01.07.2006 / Wochenendbeilage / Seite 1 (Beilage

Sonntag 2. Juli 2006

Gespräch mit Jonathan Cook. Über den jüdischen demokratischen Staat, der seine palästinensischen Bürger diskrimiert, die Neuerfindung der Besatzung, die absehbare Kassam-Intifada und die notwendige Überwindung des Zionismus

Jonathan Cook ist der erste ausländische Korrespondent mit Sitz in der israelisch-arabischen Stadt Nazareth in der Galiläa-Region. Seit September 2001 berichtet er von dort aus über den Nahen Osten. Sowohl geographisch als auch journalistisch gesehen, erlaube ihm diese Position eine größere Freiheit in der Bewertung der wahren Natur des Konflikts und seiner zugrunde liegenden Ursachen, erklärt Cook.

Jonathan Cook gründete im Februar 2004 die Nazareth Press Agency. Seine Artikel werden in zahlreichen Medien veröffentlicht: The Guardian, The Observer, The Times, Le Monde diplomatique, Al Dschasira, The Daily Star und Al Ahram Weekly. Bei Pluto Press ist nun sein Buch »Blood and Religion: The Unmasking of the Jewish and Democratic State« erschienen. Das Gespräch wurde vor der israelischen Invasion im Gazastreifen geführt.

Ihr Buch »Blood and Religion: The Unmasking of the Jewish and Democratic State«, das Sie kürzlich in Großbritannien vorgestellt haben und das in diesem Monat in den USA erscheint, wird von Nahost-Experten viel gepriesen. Warum muß der jüdische und demokratische Staat entlarvt werden?

***

### Zu bearbeitende Aufgaben:
a – Schreibe den Lesetext von „Jonathan Cook gründete“ bis „im Gazastreifen geführt.“ wortgetreu ab.
b – Stimmen die folgenden Aussagen mit dem Lesetext überein? Antworte jeweils mit Ja oder Nein und zitiere die entscheidenden Worte.
(i) Jonathan Cook berichtet seit September 2001 aus Nazareth über den Nahen Osten.
(ii) Die Nazareth Press Agency wurde im Februar 2005 gegründet.
(iii) Das Gespräch wurde nach der israelischen Invasion im Gazastreifen geführt.

***

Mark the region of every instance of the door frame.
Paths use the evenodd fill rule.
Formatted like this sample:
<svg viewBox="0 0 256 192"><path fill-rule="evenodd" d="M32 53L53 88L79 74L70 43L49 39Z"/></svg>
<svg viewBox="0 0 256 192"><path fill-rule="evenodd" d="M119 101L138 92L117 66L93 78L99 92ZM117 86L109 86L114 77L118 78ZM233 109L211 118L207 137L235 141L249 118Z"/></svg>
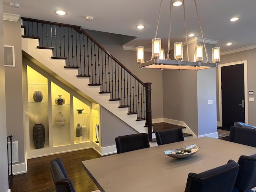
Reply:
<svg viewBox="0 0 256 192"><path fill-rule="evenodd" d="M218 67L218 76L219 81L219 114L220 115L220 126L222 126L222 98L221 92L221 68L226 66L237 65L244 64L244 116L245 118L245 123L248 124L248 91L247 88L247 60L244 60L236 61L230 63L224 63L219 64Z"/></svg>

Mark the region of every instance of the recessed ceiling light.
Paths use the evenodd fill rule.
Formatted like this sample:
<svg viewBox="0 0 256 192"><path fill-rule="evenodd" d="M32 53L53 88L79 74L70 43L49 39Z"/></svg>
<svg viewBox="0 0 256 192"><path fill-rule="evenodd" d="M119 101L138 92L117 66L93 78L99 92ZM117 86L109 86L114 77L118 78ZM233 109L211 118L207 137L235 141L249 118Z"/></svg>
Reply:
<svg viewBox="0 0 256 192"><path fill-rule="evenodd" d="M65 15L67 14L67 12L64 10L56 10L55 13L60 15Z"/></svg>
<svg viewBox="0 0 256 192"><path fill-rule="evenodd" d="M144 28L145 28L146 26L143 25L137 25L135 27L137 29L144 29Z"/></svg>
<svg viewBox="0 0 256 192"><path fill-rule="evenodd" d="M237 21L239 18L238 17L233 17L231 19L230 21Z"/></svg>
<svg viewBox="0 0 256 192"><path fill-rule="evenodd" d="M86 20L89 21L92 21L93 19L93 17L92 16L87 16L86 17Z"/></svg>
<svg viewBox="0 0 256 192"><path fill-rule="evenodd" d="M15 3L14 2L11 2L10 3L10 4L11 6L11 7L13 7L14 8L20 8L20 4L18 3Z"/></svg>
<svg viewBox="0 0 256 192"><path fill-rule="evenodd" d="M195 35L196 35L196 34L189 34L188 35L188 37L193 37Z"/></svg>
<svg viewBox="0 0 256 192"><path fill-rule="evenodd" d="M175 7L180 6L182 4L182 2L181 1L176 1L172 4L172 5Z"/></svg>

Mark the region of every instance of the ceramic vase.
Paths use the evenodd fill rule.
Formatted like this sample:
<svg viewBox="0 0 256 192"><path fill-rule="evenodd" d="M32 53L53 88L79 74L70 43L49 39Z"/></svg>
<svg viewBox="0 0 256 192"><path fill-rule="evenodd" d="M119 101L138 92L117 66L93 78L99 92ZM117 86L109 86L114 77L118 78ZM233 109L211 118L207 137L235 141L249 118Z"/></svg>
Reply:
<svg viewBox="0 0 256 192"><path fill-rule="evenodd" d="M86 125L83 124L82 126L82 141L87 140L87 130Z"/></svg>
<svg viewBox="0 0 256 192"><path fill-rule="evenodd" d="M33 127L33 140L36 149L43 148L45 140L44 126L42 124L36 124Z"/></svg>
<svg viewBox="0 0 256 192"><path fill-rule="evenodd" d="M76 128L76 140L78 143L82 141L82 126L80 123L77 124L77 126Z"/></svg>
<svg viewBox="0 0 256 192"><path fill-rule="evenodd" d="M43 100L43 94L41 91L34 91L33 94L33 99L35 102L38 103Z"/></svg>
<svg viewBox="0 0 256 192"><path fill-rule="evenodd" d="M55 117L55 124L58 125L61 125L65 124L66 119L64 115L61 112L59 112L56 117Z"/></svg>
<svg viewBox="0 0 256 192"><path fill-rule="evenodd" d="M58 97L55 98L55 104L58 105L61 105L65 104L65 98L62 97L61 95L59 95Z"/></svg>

***

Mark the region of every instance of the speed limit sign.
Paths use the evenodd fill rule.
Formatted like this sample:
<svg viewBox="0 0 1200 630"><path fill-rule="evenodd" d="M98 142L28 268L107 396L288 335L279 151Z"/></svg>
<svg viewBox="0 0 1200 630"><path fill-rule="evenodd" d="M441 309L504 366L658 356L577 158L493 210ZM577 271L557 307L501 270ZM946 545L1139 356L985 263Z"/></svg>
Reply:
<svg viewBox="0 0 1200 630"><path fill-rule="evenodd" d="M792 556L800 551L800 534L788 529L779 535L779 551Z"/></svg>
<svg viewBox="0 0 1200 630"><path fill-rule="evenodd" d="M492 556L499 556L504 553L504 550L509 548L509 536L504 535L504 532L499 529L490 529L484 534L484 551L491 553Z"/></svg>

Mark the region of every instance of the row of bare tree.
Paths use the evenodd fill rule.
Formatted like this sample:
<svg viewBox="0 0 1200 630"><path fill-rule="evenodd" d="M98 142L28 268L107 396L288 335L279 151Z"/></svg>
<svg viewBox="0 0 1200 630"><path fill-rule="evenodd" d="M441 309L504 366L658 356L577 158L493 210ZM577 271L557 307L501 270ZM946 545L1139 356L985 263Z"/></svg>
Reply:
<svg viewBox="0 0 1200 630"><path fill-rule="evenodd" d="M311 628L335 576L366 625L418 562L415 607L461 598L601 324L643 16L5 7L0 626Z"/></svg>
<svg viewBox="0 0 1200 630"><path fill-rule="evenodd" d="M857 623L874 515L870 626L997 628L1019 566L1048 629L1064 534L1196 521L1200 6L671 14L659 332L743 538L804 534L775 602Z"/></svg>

***

### Gelöste Aufgaben:
a –
Jonathan Cook gründete im Februar 2004 die Nazareth Press Agency. Seine Artikel werden in zahlreichen Medien veröffentlicht: The Guardian, The Observer, The Times, Le Monde diplomatique, Al Dschasira, The Daily Star und Al Ahram Weekly. Bei Pluto Press ist nun sein Buch »Blood and Religion: The Unmasking of the Jewish and Democratic State« erschienen. Das Gespräch wurde vor der israelischen Invasion im Gazastreifen geführt.

b –
(i) Ja: „Seit September 2001 berichtet er von dort aus über den Nahen Osten.“
(ii) Nein: „Jonathan Cook gründete im Februar 2004 die Nazareth Press Agency.“
(iii) Nein: „Das Gespräch wurde vor der israelischen Invasion im Gazastreifen geführt.“